- Written request
In the data below, write out the stretch from the line that contains "of the excavator" through the line that contains "column 486, row 405", both included, reproducing every line exactly.
— Start The data —
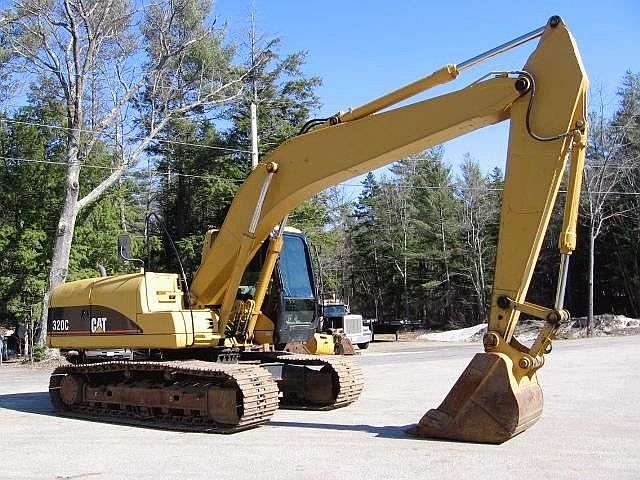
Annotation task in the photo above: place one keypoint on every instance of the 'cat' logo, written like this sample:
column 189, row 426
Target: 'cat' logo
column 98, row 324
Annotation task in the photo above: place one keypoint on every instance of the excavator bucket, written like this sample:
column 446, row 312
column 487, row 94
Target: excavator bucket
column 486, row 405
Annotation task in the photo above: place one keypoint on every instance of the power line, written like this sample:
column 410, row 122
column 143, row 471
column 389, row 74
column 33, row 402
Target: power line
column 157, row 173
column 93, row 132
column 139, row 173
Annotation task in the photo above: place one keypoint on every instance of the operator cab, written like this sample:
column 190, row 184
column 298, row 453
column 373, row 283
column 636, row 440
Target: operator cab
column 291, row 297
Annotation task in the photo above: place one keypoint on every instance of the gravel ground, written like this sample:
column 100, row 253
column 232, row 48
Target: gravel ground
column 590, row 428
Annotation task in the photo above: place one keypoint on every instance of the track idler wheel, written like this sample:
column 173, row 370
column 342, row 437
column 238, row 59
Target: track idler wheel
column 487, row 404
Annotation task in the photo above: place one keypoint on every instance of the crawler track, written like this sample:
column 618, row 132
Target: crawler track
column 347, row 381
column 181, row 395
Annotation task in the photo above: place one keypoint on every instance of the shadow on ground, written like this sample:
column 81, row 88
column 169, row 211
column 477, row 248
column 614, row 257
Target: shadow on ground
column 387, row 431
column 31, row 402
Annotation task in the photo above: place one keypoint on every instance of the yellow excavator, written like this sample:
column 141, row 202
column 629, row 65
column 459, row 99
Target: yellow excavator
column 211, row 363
— End The data —
— Start The data —
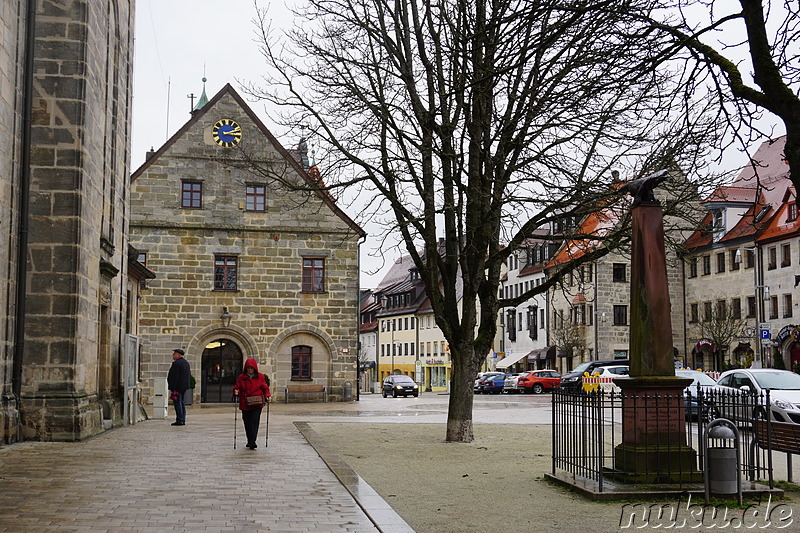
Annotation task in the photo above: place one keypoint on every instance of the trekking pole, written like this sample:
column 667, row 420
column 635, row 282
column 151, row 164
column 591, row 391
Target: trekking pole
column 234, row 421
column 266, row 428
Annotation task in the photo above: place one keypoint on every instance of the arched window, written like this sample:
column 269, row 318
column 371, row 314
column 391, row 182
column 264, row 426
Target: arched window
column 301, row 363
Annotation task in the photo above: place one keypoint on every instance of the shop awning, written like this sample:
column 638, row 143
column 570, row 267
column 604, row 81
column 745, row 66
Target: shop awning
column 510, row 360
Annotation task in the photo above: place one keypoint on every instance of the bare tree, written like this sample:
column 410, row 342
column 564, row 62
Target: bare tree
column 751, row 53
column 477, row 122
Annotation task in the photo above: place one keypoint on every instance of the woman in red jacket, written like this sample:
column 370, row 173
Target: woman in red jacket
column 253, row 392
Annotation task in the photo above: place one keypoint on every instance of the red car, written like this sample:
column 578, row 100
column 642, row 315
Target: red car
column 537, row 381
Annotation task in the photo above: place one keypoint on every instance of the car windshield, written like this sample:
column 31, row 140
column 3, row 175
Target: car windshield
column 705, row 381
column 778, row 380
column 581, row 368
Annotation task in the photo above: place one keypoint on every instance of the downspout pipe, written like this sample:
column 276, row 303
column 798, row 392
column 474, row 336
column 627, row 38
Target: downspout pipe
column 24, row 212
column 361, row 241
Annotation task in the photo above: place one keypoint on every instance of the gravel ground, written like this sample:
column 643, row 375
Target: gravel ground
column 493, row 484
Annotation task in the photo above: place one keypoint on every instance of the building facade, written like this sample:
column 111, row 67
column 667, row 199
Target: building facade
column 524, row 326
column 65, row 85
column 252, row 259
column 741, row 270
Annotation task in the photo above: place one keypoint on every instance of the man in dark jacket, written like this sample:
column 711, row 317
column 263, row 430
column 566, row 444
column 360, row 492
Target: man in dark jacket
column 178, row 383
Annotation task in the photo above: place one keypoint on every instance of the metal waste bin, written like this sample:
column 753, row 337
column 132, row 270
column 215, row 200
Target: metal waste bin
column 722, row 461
— End The data —
- In response
Annotation task in the photo above: place one keypoint on every instance of the excavator bucket, written like this sample:
column 446, row 312
column 487, row 94
Target: excavator bucket
column 486, row 405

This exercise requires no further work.